## [Instructions to follow]
Could you show each line of the records that contains the word "shipping"?

Stored data entries:

▼▼▼

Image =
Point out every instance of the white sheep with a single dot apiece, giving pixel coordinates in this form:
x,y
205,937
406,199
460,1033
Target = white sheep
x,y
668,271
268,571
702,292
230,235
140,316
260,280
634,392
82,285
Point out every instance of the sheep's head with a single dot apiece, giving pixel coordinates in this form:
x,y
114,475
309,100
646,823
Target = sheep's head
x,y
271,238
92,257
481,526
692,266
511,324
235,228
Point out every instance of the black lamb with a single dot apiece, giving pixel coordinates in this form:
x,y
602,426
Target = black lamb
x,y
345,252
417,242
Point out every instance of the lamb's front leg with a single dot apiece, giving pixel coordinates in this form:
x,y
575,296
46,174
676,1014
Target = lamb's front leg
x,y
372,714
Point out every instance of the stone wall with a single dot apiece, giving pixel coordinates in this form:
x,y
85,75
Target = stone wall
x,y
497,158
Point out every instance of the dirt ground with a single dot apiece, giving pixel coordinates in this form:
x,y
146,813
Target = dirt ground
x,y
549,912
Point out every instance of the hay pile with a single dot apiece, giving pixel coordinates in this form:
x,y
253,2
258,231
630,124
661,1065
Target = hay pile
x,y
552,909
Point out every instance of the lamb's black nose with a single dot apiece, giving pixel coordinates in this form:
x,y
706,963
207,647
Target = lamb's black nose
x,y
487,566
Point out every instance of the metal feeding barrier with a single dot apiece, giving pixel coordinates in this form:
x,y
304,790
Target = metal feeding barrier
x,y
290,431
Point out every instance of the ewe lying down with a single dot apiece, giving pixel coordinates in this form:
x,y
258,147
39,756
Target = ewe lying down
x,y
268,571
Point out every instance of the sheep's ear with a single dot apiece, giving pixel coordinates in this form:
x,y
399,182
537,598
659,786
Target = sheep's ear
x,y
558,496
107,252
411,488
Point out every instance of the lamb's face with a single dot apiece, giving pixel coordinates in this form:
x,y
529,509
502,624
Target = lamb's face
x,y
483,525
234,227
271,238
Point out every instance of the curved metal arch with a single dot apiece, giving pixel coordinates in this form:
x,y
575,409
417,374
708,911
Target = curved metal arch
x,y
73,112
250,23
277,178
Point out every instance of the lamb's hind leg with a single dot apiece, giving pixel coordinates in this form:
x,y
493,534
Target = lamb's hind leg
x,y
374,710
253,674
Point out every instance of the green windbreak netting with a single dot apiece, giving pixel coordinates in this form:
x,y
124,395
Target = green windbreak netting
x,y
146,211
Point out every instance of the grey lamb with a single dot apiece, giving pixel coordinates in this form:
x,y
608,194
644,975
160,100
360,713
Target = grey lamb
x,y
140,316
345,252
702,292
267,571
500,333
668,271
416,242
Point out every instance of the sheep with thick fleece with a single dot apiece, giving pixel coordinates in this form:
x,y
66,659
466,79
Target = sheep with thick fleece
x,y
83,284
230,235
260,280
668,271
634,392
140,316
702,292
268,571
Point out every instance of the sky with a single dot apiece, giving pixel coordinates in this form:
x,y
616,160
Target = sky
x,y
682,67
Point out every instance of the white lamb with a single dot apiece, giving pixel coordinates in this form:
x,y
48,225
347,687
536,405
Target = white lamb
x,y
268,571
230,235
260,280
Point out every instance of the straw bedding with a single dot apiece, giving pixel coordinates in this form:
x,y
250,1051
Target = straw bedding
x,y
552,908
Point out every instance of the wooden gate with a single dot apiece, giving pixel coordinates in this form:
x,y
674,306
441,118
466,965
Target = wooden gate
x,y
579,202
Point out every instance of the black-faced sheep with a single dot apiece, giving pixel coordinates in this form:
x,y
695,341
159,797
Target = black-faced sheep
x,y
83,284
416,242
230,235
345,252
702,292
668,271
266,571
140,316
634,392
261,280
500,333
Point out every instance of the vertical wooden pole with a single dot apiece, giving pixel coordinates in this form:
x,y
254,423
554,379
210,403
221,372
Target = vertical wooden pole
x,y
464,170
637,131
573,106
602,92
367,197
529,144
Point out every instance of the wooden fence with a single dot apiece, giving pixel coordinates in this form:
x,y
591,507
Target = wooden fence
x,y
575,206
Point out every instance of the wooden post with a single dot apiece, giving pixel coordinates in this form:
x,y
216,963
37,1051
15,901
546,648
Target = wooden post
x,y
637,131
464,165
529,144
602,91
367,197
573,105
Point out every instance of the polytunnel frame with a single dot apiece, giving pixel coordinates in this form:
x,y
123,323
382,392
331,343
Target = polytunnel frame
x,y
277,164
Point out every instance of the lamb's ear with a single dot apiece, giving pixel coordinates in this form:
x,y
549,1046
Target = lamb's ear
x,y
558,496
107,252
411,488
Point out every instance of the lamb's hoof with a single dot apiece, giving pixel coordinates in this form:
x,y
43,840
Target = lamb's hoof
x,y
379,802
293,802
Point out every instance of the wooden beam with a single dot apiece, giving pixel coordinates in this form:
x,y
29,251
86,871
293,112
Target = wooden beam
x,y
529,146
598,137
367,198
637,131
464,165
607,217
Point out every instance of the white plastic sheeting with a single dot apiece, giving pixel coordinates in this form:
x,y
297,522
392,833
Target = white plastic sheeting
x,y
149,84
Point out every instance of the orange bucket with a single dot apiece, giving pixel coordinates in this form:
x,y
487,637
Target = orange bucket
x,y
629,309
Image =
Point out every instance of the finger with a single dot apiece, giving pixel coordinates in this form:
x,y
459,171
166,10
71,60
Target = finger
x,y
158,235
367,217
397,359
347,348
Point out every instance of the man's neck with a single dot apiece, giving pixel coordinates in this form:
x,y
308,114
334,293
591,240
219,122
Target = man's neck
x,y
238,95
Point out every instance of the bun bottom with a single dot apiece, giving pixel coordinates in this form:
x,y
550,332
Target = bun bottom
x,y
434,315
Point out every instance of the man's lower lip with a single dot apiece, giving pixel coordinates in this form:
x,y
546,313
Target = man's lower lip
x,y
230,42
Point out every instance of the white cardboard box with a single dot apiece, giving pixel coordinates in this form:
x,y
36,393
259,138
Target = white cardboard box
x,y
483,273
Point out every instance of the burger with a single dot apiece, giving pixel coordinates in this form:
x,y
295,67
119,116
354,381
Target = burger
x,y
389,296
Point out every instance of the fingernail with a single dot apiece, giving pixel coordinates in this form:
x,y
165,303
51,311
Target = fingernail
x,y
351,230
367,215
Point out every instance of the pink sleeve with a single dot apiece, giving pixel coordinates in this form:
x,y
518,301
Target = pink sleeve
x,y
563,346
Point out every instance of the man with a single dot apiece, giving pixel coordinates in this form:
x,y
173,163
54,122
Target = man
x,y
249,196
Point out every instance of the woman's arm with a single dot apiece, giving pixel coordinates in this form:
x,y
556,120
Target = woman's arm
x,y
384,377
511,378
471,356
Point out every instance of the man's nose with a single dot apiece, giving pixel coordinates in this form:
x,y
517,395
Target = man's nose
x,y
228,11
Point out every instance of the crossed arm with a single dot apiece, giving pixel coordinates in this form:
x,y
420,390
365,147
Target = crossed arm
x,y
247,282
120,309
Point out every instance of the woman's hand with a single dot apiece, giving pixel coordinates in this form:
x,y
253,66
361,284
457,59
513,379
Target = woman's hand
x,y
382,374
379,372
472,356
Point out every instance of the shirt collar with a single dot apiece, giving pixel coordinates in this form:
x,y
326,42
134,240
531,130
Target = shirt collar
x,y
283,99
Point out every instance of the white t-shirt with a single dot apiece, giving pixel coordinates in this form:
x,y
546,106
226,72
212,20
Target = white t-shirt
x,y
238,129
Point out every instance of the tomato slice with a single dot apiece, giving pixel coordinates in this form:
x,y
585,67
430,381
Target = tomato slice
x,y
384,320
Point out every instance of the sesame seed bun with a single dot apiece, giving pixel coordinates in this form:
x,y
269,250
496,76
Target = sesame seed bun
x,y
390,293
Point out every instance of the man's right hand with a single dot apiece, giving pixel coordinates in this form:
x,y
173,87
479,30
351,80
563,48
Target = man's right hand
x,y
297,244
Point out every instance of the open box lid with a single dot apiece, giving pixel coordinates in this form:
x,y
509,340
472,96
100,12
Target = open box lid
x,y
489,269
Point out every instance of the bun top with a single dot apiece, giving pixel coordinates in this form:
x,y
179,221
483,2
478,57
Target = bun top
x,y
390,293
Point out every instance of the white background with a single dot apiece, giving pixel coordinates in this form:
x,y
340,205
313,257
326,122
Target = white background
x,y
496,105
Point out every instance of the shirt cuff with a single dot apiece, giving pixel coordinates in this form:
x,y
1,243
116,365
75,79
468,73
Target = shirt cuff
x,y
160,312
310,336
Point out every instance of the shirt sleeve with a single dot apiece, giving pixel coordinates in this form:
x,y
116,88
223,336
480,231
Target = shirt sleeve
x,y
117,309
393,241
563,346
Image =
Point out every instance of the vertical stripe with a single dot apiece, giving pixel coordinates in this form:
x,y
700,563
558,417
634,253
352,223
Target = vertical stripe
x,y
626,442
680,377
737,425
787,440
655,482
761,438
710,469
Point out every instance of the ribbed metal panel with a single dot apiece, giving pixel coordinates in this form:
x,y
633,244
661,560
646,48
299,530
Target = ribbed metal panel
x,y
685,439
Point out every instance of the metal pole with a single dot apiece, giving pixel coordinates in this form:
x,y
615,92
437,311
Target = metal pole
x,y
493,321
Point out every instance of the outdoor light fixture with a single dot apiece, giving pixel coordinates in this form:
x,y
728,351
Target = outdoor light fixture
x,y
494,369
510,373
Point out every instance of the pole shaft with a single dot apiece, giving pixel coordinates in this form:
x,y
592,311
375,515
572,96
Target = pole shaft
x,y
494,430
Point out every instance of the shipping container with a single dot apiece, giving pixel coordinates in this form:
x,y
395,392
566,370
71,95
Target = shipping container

▲▲▲

## [Result]
Point out every instance of the shipping container with a single dot apiece, giving pixel coordinates in this form:
Target = shipping container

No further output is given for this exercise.